* [TASK DESCRIPTION] Each line from the first entry to the line with "Check that each instance of the scattered", both included, is to be returned unchanged, with any pictures dropped.

Natural language region descriptions
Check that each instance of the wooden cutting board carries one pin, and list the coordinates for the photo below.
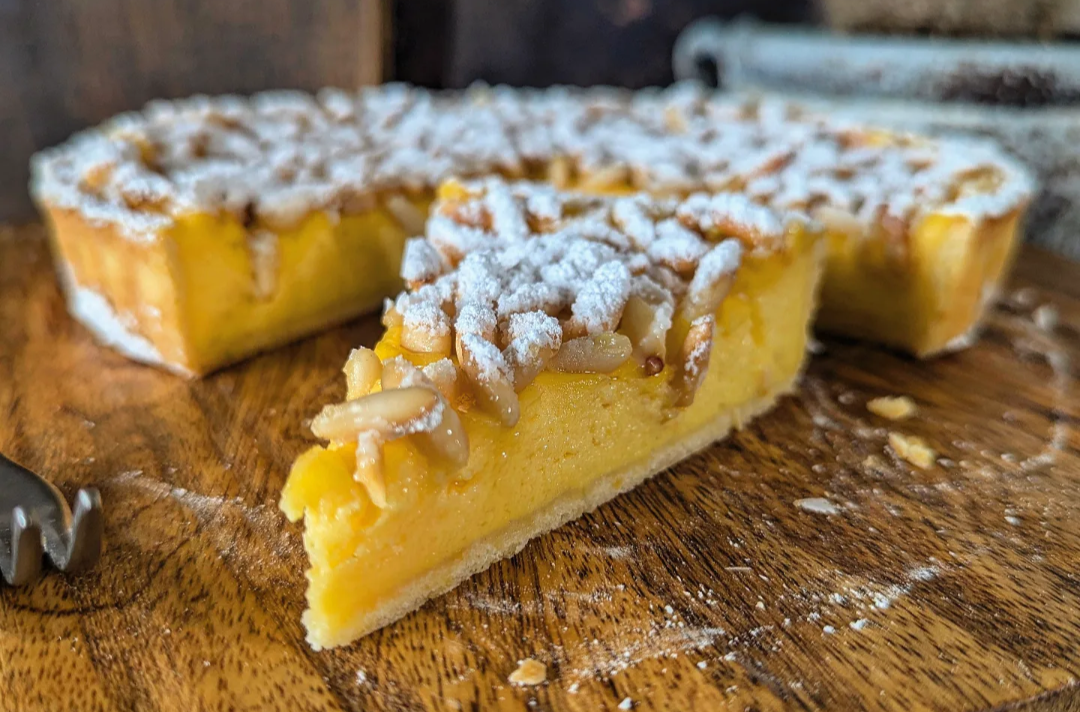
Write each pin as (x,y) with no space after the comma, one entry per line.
(955,588)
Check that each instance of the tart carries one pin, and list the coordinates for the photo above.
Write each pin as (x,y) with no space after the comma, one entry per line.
(552,350)
(200,231)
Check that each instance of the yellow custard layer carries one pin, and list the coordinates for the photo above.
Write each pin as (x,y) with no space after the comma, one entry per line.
(581,439)
(193,293)
(204,297)
(926,300)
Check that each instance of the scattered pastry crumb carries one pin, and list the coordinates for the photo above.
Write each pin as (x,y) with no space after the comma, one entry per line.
(1025,296)
(893,407)
(912,448)
(1045,317)
(529,672)
(818,505)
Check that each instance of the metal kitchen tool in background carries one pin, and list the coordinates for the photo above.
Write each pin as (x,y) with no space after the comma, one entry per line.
(35,520)
(1025,95)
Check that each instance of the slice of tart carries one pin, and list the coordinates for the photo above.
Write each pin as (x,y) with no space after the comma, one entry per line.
(200,231)
(552,351)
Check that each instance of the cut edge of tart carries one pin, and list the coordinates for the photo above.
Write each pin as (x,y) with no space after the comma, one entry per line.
(553,350)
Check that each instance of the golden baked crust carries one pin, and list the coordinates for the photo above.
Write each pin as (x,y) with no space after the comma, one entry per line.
(261,171)
(553,350)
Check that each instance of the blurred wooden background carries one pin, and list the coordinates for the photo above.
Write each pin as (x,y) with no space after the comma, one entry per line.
(68,64)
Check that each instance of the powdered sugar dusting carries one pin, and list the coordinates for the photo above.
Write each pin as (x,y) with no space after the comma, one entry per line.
(520,284)
(279,156)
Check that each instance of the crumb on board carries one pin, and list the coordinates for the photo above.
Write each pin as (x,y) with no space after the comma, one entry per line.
(893,407)
(1045,317)
(529,672)
(912,448)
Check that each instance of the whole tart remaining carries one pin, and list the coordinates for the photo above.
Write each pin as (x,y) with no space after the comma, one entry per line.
(200,231)
(553,350)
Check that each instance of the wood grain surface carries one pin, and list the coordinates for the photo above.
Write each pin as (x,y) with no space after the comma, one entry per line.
(955,588)
(70,64)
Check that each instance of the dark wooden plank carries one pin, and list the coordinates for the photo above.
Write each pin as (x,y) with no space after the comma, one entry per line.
(68,64)
(954,588)
(620,42)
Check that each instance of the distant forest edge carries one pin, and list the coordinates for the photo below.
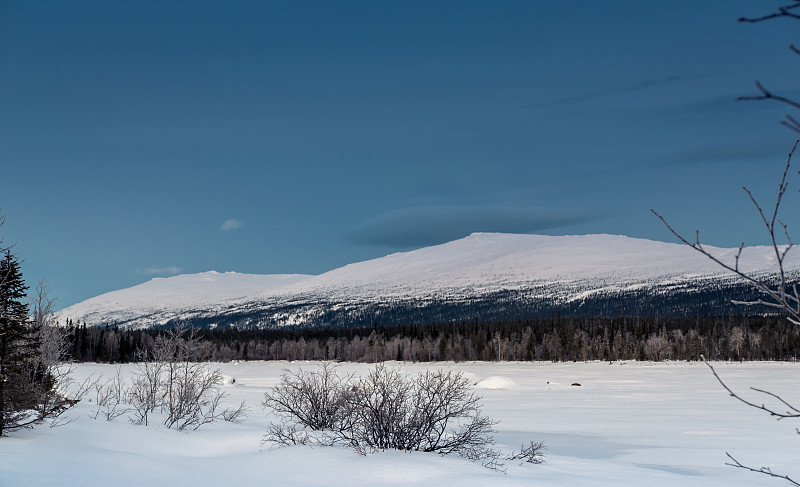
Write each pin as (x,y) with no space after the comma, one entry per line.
(541,339)
(684,299)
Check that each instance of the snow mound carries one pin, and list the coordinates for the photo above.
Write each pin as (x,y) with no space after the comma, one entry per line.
(496,382)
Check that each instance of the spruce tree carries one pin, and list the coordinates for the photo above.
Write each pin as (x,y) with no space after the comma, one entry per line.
(19,348)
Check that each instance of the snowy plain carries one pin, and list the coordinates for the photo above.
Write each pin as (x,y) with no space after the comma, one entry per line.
(628,424)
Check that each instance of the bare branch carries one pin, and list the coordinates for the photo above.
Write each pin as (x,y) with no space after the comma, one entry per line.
(784,11)
(764,470)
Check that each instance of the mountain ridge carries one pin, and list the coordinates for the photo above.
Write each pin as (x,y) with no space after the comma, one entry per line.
(526,272)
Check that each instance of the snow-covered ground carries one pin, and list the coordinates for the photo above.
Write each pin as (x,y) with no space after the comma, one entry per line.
(627,424)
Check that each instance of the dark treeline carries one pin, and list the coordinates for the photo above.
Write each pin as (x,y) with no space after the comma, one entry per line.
(550,339)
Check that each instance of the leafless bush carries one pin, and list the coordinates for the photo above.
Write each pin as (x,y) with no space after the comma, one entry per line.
(317,400)
(533,453)
(184,393)
(110,398)
(385,410)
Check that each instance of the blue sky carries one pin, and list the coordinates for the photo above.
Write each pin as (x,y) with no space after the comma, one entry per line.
(143,139)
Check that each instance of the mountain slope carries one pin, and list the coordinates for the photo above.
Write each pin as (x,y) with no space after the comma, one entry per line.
(474,276)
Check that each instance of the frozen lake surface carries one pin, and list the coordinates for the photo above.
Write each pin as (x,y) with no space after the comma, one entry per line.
(632,423)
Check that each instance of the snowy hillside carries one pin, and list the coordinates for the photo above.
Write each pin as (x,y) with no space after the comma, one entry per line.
(542,272)
(161,299)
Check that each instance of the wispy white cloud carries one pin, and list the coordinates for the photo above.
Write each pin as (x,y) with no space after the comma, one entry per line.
(230,224)
(162,271)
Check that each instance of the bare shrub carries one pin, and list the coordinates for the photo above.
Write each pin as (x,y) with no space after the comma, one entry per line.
(317,400)
(184,393)
(385,410)
(110,397)
(533,453)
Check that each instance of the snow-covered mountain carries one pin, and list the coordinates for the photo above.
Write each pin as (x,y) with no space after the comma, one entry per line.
(493,276)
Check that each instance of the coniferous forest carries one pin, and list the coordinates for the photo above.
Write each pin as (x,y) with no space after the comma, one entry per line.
(546,339)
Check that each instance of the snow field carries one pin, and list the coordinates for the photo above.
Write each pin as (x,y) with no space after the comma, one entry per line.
(627,424)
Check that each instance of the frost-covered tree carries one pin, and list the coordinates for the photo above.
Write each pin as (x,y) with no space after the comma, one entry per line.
(19,348)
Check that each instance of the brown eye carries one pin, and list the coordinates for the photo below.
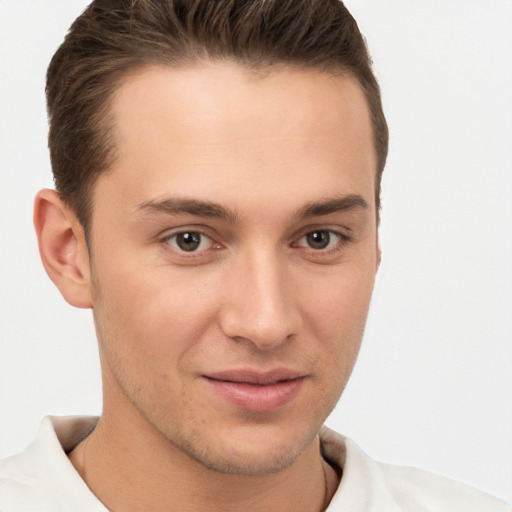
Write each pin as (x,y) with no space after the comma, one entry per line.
(318,239)
(190,241)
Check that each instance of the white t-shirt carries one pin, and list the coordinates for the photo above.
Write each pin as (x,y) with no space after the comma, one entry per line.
(42,479)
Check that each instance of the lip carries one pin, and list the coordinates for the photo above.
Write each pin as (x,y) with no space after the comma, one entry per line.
(257,391)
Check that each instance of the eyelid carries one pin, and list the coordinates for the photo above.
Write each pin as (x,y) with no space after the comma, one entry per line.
(165,237)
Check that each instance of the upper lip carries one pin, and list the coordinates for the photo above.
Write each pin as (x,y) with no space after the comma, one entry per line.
(251,376)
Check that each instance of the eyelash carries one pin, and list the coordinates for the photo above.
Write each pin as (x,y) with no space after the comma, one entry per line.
(339,245)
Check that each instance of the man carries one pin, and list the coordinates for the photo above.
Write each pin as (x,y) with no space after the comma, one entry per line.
(218,176)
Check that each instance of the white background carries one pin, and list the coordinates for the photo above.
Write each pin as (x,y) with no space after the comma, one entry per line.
(433,385)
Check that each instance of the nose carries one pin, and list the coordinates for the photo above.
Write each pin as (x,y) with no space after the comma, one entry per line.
(260,301)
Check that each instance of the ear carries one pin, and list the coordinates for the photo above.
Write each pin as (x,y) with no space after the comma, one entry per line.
(63,248)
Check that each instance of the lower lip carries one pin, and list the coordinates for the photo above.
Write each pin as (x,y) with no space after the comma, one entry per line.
(258,398)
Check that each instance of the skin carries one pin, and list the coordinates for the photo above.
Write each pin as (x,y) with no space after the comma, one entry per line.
(254,295)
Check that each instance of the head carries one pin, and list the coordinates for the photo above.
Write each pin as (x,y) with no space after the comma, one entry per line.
(115,38)
(224,161)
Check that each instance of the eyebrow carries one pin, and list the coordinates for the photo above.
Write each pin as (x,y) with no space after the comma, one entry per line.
(200,208)
(183,206)
(332,205)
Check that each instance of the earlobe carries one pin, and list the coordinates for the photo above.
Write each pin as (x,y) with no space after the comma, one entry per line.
(63,248)
(379,254)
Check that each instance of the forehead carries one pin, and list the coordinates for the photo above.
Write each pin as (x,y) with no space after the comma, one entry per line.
(206,129)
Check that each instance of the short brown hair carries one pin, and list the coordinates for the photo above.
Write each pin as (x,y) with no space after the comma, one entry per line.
(113,37)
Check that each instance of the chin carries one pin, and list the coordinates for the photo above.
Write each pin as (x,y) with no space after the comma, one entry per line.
(252,455)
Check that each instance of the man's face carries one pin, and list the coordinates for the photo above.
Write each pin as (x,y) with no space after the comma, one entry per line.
(234,249)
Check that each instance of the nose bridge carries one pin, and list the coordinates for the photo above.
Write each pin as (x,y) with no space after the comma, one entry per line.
(260,304)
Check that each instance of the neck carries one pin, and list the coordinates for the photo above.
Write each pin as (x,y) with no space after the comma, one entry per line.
(131,467)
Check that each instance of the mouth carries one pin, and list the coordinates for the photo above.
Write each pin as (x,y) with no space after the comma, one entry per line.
(256,391)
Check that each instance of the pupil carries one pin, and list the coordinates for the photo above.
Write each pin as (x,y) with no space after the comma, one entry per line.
(318,239)
(188,241)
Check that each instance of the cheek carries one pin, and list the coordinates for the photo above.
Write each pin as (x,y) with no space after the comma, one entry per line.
(153,317)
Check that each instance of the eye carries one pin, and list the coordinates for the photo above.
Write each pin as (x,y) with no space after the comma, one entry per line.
(190,241)
(320,239)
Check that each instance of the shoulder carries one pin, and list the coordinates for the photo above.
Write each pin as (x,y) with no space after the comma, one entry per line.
(41,477)
(369,485)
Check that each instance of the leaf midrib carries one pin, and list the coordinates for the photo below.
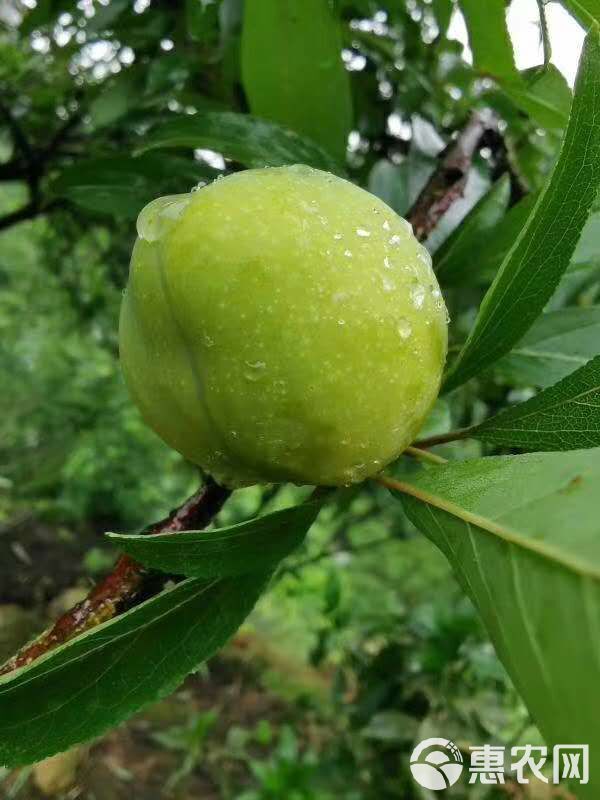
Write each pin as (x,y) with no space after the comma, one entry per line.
(509,535)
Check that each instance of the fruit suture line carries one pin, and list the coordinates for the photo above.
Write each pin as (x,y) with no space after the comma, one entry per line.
(129,582)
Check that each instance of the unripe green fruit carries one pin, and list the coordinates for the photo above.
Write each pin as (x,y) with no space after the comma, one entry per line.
(282,325)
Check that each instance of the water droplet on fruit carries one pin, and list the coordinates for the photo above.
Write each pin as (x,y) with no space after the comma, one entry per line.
(161,214)
(417,296)
(404,328)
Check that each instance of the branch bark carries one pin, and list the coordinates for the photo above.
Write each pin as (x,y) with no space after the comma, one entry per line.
(447,184)
(127,584)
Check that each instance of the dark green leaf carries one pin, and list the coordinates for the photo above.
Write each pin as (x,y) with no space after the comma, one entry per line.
(293,72)
(556,344)
(459,256)
(545,96)
(523,536)
(257,544)
(489,39)
(99,679)
(106,15)
(565,416)
(534,266)
(253,142)
(498,243)
(442,10)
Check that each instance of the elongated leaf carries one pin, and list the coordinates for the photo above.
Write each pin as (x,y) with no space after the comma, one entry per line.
(251,141)
(587,12)
(399,185)
(533,267)
(523,536)
(498,243)
(544,95)
(459,255)
(557,344)
(102,677)
(489,39)
(292,69)
(563,417)
(257,544)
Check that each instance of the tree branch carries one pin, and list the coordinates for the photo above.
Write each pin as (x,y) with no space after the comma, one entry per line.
(447,184)
(127,584)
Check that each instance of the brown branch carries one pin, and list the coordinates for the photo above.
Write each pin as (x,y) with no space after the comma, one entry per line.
(444,438)
(128,582)
(447,184)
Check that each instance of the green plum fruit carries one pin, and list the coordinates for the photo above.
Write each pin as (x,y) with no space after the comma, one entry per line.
(282,325)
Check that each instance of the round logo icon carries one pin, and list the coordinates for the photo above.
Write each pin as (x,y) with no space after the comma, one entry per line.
(436,764)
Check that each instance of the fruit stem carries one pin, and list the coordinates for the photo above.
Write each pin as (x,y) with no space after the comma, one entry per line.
(127,584)
(424,455)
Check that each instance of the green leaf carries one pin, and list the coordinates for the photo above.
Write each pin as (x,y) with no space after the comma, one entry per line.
(545,96)
(251,141)
(236,550)
(541,254)
(399,185)
(498,243)
(202,20)
(565,416)
(489,39)
(121,187)
(459,255)
(523,536)
(101,678)
(556,344)
(115,100)
(587,12)
(292,69)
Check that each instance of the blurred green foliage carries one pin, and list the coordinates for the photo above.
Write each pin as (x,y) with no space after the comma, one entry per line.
(373,636)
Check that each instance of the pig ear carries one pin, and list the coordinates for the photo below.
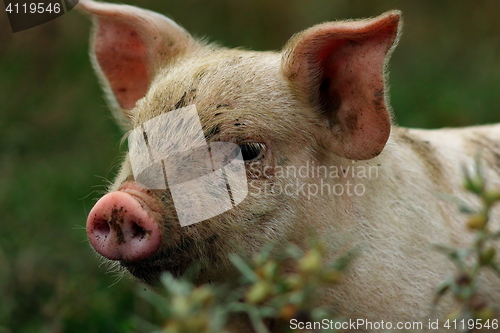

* [WRITTEN RESPONSE]
Check that each instance of the wooden cutting board carries one pin, and list the coordinates for the photo below.
Write each pin as (x,y) with no space after the comma, one entry per line.
(955,588)
Check that each instance of the tart carries one pin, and list the coordinates for the photo above.
Write each pin as (x,y) with no space after the comma, one entry per line.
(552,350)
(200,231)
Check that each instance of the yellow custard layer carries one pin, and list the coordinates for the photo above.
Write each pin as (x,y) with no space after the comma, one entry per line.
(581,439)
(193,293)
(204,297)
(926,300)
Check that each instance of the scattered pastry crumb carries one pin, and list the coordinates for the photo above.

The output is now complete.